- _THINGS TO DO_
1 - Copy the passage of the article on Zhang Zhan that opens with the words "May 16 (UPI)" and closes with "about her safety.".
2 - Answer these questions using the article on Zhang Zhan:
(a) How old is Zhang Zhan?
(b) From which prison was she supposed to be released?
(c) In which country is the activist Jane Wang based?
3 - Write the next part of the news article on Zhang Zhan, picking up after its final sentence.

- _TEXT SHOWN_
Status of imprisoned Chinese blogger unknown five days after scheduled release

UPI
Zhang Zhan, 40, seen here in a screen capture of a video uploaded to YouTube on May 14, 2020, the same day she was arrested on charges relating to her coverage of the COVID-19 pandemic from Wuhan. Screen capture courtesy YouTube/video

May 16 (UPI) -- The status and location of a Chinese blogger who was imprisoned for her coverage of the COVID-19 outbreak remained unknown Thursday, five days after she was to be released from a Shanghai prison, raising worries about her safety.

Zhang Zhan, 40, had spent four years in a Chinese prison following her conviction in December 2020 for "picking quarrels and provoking trouble" with her early coverage of the COVID-19 outbreak from Wuhan, ground zero of the pandemic.

She was to be released from Shanghai Women's Prison on Monday, but no one has heard from her since, leading some to describe her as having been "disappeared."

"Day 5: it's poignant that #ZhangZhan, who inspires us to fight for transparency and the right to information, has been 'disappeared' and her family silenced once again," Jane Wang, a Chinese activist based in Britain who has been advocating for Zhang's release, said Thursday on X.

Wang initially publicized that there had been no confirmation that Zhang had left the prison as expected on Monday.

She said they should have either heard from her or her family by Monday night concerning her release.

"Instead, we are left wondering where she is, how she is doing physically and mentally, what's happened to her family and what the future holds for her," Wang said.

The U.S. State Department on Thursday said the Biden administration is "deeply concerned" over reports of Zhang's disappearance and urged the People's Republic of China to respect her human rights.

(Stored items)
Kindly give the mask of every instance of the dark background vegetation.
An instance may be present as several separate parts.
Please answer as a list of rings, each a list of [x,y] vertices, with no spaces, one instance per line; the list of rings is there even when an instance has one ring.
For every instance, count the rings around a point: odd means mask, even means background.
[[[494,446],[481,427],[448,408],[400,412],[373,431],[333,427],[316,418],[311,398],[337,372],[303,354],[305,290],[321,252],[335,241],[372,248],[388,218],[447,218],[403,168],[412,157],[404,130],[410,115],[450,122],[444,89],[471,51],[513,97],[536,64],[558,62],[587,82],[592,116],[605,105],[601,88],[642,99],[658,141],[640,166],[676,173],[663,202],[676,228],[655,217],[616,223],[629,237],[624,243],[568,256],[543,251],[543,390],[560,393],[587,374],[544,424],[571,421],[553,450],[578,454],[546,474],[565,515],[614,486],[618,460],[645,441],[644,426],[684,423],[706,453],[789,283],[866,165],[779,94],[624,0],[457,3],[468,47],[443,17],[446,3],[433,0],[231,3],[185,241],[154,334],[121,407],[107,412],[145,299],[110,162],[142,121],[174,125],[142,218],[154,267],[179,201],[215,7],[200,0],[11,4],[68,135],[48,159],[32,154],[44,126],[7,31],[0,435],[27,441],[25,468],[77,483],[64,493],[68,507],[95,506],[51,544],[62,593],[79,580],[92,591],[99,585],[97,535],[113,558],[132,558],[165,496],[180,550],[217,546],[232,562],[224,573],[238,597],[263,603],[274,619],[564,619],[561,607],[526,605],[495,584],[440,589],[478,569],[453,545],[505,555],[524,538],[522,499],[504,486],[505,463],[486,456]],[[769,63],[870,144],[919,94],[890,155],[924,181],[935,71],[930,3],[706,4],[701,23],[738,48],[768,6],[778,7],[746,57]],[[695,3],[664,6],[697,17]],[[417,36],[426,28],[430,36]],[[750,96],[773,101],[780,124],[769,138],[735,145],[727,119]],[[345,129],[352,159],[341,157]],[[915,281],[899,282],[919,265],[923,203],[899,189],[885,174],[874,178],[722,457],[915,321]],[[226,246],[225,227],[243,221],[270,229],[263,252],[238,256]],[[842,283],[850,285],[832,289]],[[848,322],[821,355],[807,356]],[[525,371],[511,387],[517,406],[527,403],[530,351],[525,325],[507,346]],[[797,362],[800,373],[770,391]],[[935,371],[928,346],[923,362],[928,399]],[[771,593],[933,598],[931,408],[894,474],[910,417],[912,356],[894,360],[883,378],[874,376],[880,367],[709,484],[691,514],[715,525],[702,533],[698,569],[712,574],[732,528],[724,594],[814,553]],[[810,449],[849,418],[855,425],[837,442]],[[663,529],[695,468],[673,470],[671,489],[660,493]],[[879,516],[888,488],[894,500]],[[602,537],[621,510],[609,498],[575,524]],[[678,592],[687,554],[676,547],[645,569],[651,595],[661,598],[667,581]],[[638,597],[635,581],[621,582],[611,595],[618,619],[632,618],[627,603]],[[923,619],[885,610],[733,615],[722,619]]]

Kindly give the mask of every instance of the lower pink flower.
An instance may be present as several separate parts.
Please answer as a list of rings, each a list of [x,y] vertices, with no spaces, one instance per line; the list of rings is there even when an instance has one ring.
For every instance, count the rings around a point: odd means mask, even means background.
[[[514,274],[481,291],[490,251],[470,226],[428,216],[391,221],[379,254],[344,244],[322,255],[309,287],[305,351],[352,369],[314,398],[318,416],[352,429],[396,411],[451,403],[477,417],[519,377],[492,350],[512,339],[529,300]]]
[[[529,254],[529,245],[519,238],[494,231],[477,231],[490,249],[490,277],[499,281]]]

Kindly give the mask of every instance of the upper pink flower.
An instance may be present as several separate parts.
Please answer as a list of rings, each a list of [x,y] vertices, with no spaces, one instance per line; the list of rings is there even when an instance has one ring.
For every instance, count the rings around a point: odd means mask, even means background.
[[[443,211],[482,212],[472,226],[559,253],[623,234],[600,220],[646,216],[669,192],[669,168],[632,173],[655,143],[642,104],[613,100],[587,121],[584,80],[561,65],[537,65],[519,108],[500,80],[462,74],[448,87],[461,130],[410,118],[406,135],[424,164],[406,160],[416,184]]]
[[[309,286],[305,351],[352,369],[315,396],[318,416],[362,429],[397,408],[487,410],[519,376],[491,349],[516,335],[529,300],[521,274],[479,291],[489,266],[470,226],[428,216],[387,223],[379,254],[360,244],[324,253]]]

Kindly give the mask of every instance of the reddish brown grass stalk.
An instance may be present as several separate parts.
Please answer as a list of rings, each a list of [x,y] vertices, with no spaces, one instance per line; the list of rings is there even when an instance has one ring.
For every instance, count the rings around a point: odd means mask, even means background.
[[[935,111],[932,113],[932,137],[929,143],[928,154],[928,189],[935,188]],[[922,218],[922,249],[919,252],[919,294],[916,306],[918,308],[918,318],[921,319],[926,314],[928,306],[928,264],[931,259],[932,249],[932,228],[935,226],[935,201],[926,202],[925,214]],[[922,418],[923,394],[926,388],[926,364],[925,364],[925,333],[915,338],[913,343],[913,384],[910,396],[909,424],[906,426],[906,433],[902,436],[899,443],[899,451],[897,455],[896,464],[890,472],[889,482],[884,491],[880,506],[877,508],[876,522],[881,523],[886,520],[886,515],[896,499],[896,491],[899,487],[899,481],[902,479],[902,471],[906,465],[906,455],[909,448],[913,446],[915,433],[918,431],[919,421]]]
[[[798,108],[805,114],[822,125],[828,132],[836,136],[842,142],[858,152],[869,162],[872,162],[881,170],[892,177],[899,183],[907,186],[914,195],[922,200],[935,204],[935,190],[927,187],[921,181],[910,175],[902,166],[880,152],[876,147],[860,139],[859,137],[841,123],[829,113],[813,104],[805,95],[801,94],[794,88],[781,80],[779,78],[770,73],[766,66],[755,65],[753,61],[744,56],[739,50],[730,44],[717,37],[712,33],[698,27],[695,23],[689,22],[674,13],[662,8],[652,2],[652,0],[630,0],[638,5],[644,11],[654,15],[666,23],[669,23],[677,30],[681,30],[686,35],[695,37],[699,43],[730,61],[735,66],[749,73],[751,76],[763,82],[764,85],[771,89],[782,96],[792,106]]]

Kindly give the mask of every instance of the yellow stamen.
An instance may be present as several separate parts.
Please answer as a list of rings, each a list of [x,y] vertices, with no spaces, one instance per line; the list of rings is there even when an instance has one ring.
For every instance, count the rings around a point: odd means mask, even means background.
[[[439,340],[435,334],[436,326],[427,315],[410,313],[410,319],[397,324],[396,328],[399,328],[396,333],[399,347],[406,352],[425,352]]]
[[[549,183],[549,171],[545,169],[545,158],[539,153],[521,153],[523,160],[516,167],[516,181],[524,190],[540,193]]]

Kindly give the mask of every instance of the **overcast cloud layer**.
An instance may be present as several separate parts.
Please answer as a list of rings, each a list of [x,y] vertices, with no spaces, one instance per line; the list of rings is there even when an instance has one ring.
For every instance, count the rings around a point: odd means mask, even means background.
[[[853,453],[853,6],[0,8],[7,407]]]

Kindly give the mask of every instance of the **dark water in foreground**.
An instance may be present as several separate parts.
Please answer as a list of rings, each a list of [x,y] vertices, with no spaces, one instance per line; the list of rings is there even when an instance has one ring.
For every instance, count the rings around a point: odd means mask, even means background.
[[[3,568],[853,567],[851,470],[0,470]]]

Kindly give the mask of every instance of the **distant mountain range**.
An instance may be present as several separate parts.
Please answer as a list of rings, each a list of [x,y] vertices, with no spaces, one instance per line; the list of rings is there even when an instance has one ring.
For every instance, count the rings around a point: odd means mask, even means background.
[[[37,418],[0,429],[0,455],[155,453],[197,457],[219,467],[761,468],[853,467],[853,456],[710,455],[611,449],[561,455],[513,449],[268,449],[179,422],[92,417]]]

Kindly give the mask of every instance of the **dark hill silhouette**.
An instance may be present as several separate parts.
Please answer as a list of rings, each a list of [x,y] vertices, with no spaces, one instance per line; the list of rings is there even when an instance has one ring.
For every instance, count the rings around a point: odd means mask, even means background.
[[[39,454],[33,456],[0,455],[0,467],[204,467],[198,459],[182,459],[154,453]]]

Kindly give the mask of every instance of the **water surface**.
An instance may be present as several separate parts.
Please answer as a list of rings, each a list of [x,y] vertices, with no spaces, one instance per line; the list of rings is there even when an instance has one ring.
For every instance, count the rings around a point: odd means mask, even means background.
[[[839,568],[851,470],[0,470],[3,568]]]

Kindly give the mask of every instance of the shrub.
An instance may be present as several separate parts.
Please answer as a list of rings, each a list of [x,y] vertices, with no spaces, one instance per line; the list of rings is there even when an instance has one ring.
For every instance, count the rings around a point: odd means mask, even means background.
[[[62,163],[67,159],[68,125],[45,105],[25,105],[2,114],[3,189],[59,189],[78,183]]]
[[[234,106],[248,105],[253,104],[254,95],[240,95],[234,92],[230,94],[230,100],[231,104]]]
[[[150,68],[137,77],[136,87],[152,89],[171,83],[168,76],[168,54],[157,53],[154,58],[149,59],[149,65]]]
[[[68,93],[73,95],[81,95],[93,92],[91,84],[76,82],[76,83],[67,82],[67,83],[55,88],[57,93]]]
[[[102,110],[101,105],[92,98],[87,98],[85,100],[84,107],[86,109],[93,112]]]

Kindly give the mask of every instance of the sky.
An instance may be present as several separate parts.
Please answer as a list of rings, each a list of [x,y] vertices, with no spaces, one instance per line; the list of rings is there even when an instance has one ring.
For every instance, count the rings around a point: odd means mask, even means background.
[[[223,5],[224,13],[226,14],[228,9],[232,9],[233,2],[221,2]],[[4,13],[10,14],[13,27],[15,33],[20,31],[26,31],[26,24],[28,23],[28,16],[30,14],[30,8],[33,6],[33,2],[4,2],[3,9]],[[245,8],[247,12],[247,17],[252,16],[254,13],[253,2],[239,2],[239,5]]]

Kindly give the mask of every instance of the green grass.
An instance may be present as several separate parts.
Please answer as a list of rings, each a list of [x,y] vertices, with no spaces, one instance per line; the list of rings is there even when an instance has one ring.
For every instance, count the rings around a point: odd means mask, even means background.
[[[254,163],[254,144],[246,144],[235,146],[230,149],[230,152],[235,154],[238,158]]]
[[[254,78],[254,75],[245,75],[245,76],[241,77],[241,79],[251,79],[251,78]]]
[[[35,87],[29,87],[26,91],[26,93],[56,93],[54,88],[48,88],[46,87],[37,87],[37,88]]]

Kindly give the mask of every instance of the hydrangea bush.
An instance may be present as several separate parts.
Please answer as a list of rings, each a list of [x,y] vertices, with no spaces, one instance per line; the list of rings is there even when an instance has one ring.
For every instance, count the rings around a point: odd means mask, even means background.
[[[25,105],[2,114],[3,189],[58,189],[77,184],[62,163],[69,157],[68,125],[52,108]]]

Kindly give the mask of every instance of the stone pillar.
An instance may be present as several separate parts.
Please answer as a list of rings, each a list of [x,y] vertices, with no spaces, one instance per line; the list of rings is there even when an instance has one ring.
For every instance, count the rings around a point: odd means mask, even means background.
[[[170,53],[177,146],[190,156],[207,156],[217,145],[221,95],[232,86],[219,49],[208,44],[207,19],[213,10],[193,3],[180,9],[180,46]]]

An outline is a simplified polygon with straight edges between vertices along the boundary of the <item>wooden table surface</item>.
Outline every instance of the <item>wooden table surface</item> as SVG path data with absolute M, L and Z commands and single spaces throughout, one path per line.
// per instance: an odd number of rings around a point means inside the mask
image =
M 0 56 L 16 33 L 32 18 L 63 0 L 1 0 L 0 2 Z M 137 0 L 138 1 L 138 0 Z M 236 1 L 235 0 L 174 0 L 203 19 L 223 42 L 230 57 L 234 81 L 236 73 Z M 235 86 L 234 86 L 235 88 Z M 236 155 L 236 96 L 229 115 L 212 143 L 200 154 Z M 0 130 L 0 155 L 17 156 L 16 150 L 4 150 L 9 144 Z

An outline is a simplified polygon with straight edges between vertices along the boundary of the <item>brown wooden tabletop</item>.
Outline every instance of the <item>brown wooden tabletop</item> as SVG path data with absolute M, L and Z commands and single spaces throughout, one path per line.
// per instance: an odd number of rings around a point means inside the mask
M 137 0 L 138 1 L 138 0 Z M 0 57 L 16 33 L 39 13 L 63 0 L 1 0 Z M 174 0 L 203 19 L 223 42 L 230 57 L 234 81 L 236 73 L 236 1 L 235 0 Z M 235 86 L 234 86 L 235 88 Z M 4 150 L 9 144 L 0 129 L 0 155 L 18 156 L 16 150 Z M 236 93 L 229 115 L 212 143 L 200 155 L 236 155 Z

- _ANSWERS_
1 -
May 16 (UPI) -- The status and location of a Chinese blogger who was imprisoned for her coverage of the COVID-19 outbreak remained unknown Thursday, five days after she was to be released from a Shanghai prison, raising worries about her safety.

2 -
(a) 40
(b) Shanghai Women's Prison
(c) Britain

3 -
"The United States has repeatedly expressed our serious concerns about the arbitrary nature of her detention and authorities' mistreatment of her," State Department spokesman Matthew Miller said in a statement.

Zhang was arrested May 14, 2020, the same day she posted her final video of hundreds she had shared on social media, including YouTube, detailing the situation in Wuhan amid the pandemic and China's repressive response to it.

As she was serving her sentence, there were doubts raised that she would be released when the time came, with Reporters Without Borders stating last month that journalists detained for their work in China are often surveilled after release and banned from traveling abroad.

The non-government international journalism advocate said that she had undergone hunger strikes during her imprisonment in defense of her innocence, which resulted in her nearly dying. Authorities ended up force feeding her nasally with a tube, it said.

China has jailed more than prisoners and press freedom advocates than any other country with at least 119 detainees, RSF said, and is ranked 179th out of 180 countries in its 2023 world press freedom index.